=== PAGE EXTRACT ===

Fans Relish Return To Live Sport At World Series
After a coronavirus-disrupted season that featured cardboard cutouts and piped in music at Major League Baseball parks, a limited number of lucky fans are relishing a chance to watch World Series games at Globe Life Field.
"It's once in a lifetime," Robert Yanez, a Dodgers fan who lives about a three hours drive away in Texas, said of the chance to see his team play in the World Series.
Major League Baseball allowed 11,500 fans into Globe Life Park, home of the Texas Rangers, for National League Championship Series games between the Dodgers and Atlanta Braves and for World Series games.
They're scattered around a brand new retractable roof ballpark that can accommodate more than 40,000.
Tickets for the series were put on sale in pods of four for social distancing purposes. Secondary ticket sale sites meanwhile offered tickets in pairs, with the most expensive available costing $2,500 each on one website on Tuesday.
Hand sanitizing stations are ubiquitous, along with signs urging fans to practice social distancing, wear their masks properly and keep their hands clean.
But the smell of grilling hotdogs and popcorn also wafts through the concourses a delight for hardcore fans who were denied live baseball all summer.
Rangers fan Martha Weeks of Texas said she'd been going through baseball withdrawal "big time" as spectators were banned for the pandemic-shortened season.
It meant she had to wait to get a glimpse inside her team's new contemporary-looking home that features soaring glass windows and masses of metal and overlooks their old brick-faced ballpark across the street.
"This is my first time here since they finished it," she said. "So far so good."
She found the protocols in place to curb the spread of the virus "understandable."
"Everybody's been in shut-down for several months and we know the drill," she said. "It would be nice to see it full of fans but it is what it is. Next year."
Tuesday's game one presented Weeks with a quandary when it came to a rooting interest.
"I kind of want the Rays because they're American League," she said. But she noted that Dodgers starting pitcher Clayton Kershaw "is a Texas boy, so going to have to kind of root for him tonight."
Dodgers fans were much in evidence, and not just those from Texas.
"I told my boss yesterday, I flew out this morning and I'm flying back home tomorrow," Chris Bergman of Los Angeles said.
He's not worried the neutral venue and sparse number of spectators will dull the atmosphere.
"I think there's enough Dodgers fans we'll get it just as loud as 50,000 people," he said.

===

> [EXERCISE GOAL]: Please write down, word for word, the part of the World Series article between "It meant she" and "across the street.", inclusive.

=== LISTED RECORDS ===

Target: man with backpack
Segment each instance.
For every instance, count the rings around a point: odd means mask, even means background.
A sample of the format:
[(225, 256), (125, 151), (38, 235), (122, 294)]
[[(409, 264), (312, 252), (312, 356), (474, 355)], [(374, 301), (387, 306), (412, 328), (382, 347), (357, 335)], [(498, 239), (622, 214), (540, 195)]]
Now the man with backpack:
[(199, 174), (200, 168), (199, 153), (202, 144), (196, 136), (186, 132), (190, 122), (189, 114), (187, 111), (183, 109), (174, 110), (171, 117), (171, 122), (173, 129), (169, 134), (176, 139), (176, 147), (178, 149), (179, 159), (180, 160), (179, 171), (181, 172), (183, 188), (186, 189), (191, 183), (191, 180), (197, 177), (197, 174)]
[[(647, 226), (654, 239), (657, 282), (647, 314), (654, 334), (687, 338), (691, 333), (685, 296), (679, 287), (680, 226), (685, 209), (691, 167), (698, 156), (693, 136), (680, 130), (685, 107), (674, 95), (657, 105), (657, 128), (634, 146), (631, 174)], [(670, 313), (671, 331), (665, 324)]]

===
=== LISTED RECORDS ===

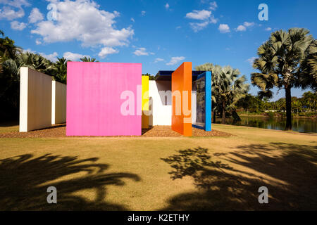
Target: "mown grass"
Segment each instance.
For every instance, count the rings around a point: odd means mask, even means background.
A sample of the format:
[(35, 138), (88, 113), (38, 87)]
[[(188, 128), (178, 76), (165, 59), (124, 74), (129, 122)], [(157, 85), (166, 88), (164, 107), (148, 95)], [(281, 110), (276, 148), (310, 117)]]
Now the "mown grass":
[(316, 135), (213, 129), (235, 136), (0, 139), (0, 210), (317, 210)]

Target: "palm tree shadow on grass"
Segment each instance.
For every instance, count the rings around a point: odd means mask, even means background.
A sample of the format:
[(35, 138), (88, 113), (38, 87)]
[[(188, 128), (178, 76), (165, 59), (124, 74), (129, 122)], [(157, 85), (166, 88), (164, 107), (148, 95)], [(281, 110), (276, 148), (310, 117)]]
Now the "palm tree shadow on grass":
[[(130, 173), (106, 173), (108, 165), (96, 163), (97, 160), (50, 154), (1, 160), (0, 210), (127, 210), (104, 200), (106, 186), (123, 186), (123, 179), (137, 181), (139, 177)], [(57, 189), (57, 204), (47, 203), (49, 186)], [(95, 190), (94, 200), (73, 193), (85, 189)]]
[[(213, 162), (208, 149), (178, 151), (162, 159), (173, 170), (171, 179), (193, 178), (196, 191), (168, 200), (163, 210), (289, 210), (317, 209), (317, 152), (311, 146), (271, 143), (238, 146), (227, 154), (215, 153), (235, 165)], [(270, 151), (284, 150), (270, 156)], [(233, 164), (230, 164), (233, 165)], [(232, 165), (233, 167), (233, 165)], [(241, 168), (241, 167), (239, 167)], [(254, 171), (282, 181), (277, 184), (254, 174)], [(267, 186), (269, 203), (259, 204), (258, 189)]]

===

> [SOLUTION TO THIS TASK]:
It meant she had to wait to get a glimpse inside her team's new contemporary-looking home that features soaring glass windows and masses of metal and overlooks their old brick-faced ballpark across the street.